→ Material for the task:

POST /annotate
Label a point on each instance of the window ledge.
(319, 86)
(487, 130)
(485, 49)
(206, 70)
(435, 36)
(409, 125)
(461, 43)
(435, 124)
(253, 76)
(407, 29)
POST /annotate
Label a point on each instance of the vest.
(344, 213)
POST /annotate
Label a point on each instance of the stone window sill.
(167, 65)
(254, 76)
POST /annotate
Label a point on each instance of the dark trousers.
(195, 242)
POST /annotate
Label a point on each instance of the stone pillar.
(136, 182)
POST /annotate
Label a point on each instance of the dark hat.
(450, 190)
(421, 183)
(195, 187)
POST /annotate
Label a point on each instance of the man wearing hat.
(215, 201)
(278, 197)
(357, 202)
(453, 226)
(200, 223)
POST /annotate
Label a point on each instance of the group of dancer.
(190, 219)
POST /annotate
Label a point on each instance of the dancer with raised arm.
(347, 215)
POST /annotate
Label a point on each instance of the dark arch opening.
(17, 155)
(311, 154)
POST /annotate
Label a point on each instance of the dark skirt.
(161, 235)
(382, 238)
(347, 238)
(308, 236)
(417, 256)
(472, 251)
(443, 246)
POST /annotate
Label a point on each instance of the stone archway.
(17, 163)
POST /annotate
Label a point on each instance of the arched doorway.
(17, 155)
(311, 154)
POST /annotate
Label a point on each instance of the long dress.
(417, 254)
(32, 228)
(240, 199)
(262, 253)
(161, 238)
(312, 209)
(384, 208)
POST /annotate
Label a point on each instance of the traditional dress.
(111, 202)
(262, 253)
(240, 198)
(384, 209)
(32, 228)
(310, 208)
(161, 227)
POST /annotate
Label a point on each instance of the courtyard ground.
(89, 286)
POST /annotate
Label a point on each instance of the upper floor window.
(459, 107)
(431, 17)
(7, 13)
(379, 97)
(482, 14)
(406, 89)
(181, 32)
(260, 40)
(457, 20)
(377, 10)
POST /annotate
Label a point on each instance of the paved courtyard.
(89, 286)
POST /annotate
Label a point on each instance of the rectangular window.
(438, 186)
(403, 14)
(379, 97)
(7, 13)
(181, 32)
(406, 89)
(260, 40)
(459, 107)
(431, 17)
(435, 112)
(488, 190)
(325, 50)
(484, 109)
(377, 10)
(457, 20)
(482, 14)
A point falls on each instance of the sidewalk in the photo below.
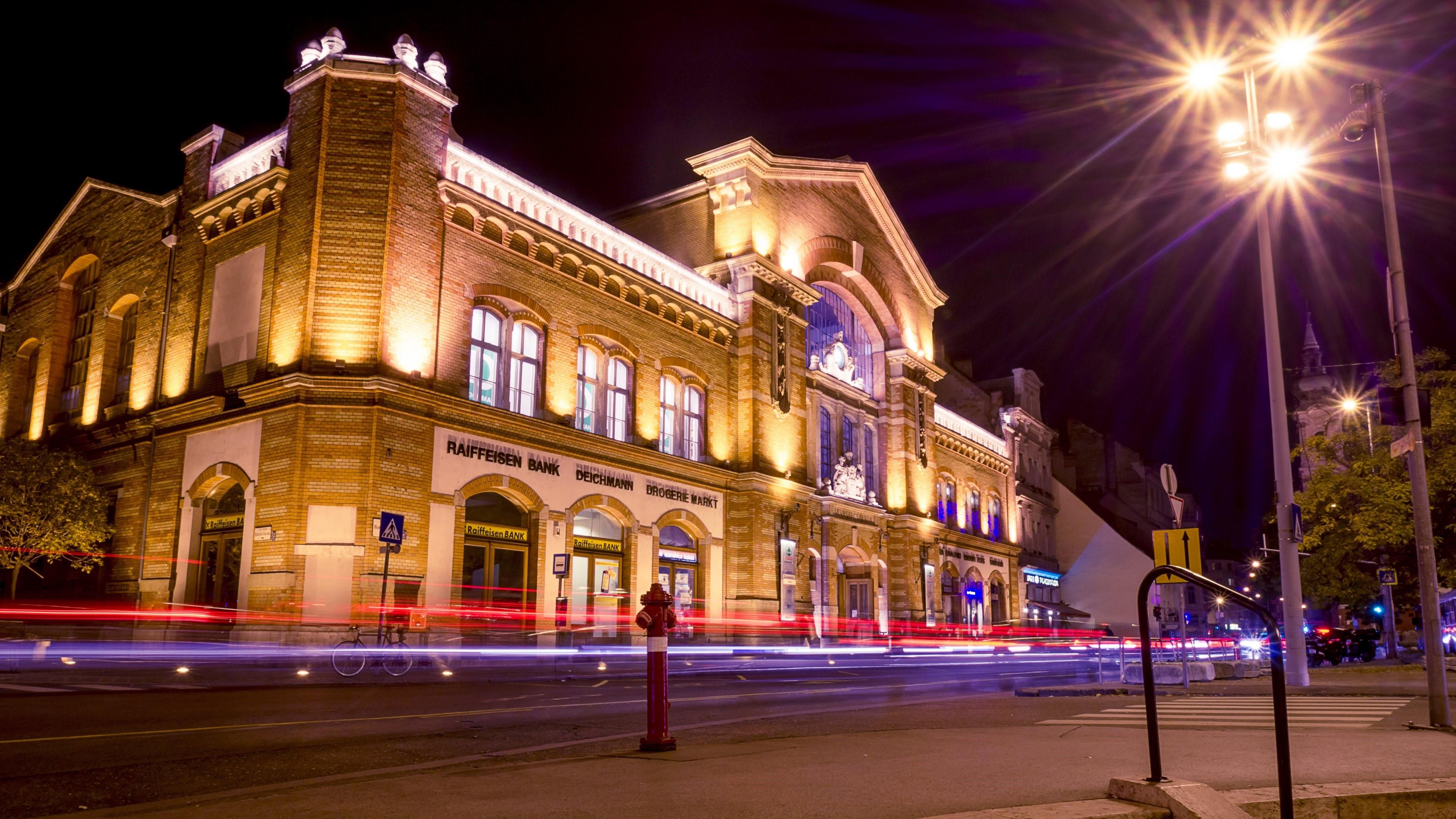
(1365, 679)
(871, 774)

→ Task item: Whatever pictures the entries contain, omit them, and write the rest out exactly.

→ Task solution:
POST /annotate
Label a point on each instance of the window ledge.
(319, 86)
(487, 130)
(485, 49)
(206, 70)
(435, 36)
(409, 125)
(461, 43)
(435, 124)
(253, 76)
(407, 29)
POST /annotate
Label a point on each instance of the vest.
(344, 213)
POST /annotate
Label a point on each instance of the stone window sill.
(167, 65)
(254, 76)
POST /annotate
Label a point on each instance of the dark trousers.
(195, 242)
POST /annotate
Label a point on each instance of the stone pillar.
(136, 182)
POST /annotate
Label a point on each instance of the dark hat.
(450, 190)
(421, 183)
(195, 187)
POST /annotate
Label a point on each instance of the man wearing hat.
(215, 201)
(278, 197)
(357, 202)
(453, 226)
(200, 223)
POST /annotate
Label a point on each instance of the group of dancer.
(190, 219)
POST /annotate
Label a point on each instance of the dancer with raised arm.
(347, 215)
POST /annotate
Label a point on each instance of the dark arch opening.
(17, 155)
(311, 154)
POST /annotate
Label a point on each instance of the dark skirt.
(161, 235)
(382, 238)
(347, 238)
(308, 236)
(417, 256)
(472, 251)
(443, 246)
POST /annotate
Label a point on each instance of the stone archway.
(17, 163)
POST /annotate
Label a point on each instance of the arched doorway.
(17, 155)
(311, 154)
POST /annotate
Label a point on each instance of the long dress.
(417, 254)
(32, 228)
(240, 199)
(262, 253)
(161, 238)
(312, 209)
(384, 208)
POST /annotate
Label a point on each instance of the traditional dress.
(111, 202)
(262, 253)
(240, 198)
(384, 209)
(32, 228)
(310, 208)
(161, 227)
POST /annotate
Label a point on each instance of the courtyard ground.
(89, 286)
POST /annotate
Label a point on each instance of the upper floor window.
(459, 107)
(431, 17)
(7, 13)
(379, 97)
(482, 14)
(406, 89)
(181, 32)
(260, 40)
(457, 20)
(377, 10)
POST /annotate
Label a point on each instance of the paved courtyard.
(89, 286)
POST /annotate
Label a point on each instance of the rectangular window.
(438, 186)
(403, 14)
(379, 97)
(7, 13)
(181, 32)
(406, 89)
(260, 40)
(459, 107)
(431, 17)
(435, 112)
(488, 190)
(325, 50)
(484, 109)
(377, 10)
(457, 20)
(482, 14)
A point falls on each instance of the sidewalk in the photo below.
(1365, 679)
(871, 774)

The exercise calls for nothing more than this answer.